_GIVEN TEXT:_
Issue #2(24) 2020 Opinion

The four horsemen of space finance

Dylan Taylor Voyager Space Holding, Denver CO, USA

The space industry has come a long way in the past ten years. Not only have key technologies such as launch reusability and 3D printing in space been demonstrated successfully, the nature of space finance has also evolved significantly. Ten years ago, the industry struggled to attract early stage angel capital. With that problem now largely addressed, venture capital firms and other institutional investors have entered the industry in a significant way. Despite this, space finance remains perhaps the biggest challenge to truly opening up the high frontier, especially in light of recent economic traumas caused by Covid-19. This begs the question: why is space financing in particular so hard? Additionally, why is the space industry different from other industries? And what then can we as an industry do about it?

To better understand the nuances of space finance, it is best to start with the basics of any type of investment. In general, the governing principle is risk versus reward. This is as fundamental to financing as supply and demand is to economics. As the chart shows, for a higher level of risk, investors would necessarily expect a higher return. This is why equities typically have higher returns than debt. Since in the ‘capital stack’ debt holders are paid first, and equity holders get what is left over, the debt holders are in a superior (and therefore less risky) position. For this lower level of risk, a lower return is both expected and required for the same amount of capital invested.

However, at the upper right of the chart, you can see some anomalies. For example, why would private equity (primarily a US based invention) have a higher return than emerging markets, which are typically economies that have much more systemic risk? The answer is that while you can buy emerging markets in a mutual fund, you can’t necessarily do that with private equity. Therefore, private equity is less liquid (e.g. you can’t sell it at the push of a button on the open market). This lack of liquidity means that most investors will demand a higher return in order to agree to invest.

_DATASET EXCERPTS:_

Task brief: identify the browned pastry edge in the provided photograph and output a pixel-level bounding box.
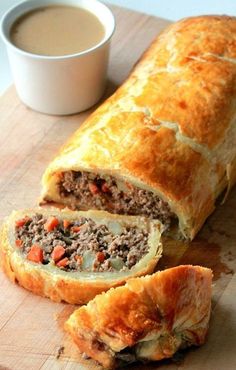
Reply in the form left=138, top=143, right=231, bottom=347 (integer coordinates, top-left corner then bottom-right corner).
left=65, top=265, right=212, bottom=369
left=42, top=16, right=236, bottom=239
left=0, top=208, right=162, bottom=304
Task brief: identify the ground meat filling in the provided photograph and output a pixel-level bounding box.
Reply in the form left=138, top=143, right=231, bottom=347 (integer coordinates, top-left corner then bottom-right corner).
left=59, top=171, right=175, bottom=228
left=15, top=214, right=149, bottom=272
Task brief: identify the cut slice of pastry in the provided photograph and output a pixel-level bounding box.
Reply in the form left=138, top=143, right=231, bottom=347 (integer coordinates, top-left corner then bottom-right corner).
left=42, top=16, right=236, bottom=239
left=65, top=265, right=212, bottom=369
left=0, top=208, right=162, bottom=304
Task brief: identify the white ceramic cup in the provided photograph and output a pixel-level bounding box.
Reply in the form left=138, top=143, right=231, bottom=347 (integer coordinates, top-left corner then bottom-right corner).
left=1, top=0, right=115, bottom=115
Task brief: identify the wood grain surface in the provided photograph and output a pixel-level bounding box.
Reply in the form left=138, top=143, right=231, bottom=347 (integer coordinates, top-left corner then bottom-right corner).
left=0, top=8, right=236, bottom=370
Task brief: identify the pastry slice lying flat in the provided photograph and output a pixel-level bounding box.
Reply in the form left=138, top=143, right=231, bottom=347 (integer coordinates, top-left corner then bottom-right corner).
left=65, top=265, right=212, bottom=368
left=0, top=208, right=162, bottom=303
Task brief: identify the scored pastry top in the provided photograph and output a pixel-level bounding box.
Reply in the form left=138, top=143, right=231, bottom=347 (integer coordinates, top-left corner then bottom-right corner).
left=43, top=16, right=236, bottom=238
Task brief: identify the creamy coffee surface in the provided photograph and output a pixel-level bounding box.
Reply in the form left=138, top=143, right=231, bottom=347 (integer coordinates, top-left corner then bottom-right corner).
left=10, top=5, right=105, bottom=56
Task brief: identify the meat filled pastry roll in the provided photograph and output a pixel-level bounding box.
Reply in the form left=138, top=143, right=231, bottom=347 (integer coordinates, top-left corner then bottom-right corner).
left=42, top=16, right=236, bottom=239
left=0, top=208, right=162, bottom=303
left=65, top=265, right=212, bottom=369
---
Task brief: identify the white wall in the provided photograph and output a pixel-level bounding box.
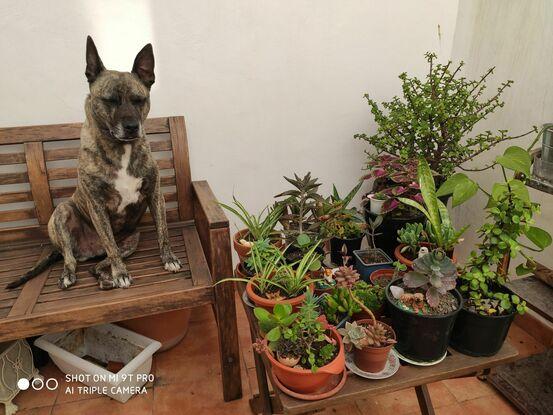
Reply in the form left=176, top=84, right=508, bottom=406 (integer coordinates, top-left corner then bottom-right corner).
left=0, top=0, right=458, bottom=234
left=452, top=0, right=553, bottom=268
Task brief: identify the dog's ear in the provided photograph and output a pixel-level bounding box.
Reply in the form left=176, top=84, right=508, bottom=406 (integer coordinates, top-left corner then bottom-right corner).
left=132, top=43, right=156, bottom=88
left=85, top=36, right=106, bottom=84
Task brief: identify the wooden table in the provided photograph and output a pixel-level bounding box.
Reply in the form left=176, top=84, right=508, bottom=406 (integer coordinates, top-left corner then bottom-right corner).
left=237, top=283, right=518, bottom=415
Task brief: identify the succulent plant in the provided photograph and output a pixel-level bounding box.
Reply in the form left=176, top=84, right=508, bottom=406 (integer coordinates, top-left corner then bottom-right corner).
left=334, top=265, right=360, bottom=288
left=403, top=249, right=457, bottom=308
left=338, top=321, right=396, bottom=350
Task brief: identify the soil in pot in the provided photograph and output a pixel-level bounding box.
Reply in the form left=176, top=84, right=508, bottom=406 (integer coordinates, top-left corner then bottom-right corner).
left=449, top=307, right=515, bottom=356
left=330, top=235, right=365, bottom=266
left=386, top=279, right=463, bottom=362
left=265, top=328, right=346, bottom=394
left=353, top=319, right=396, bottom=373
...
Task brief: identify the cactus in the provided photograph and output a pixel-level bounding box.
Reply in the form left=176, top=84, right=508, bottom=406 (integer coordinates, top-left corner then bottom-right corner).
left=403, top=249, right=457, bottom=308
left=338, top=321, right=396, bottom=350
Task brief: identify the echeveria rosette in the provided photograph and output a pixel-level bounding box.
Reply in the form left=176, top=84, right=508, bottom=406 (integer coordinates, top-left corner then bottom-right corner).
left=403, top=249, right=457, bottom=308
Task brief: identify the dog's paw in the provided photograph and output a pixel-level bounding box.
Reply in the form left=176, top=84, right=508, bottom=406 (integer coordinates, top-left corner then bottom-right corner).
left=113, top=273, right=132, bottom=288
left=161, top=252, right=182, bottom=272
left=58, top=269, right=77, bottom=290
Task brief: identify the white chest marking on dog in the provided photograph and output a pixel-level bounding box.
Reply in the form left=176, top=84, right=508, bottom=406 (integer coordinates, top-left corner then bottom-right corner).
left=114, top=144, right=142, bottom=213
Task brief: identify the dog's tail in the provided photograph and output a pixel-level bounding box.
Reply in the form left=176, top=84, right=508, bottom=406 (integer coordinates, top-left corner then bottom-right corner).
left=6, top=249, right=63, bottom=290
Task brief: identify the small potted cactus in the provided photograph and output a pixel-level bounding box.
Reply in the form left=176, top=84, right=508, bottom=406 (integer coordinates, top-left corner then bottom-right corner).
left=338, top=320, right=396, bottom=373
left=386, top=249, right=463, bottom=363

_WHAT TO PRODUCE:_
Answer these from the text on space finance.
(a) What kind of capital did the space industry struggle to attract ten years ago?
(b) In the capital stack, which holders are paid first?
(c) What feature of private equity leads most investors to demand a higher return?

_PROBLEM SOLUTION:_
(a) Early stage angel capital.
(b) Debt holders.
(c) Its lack of liquidity: it can't be sold at the push of a button on the open market.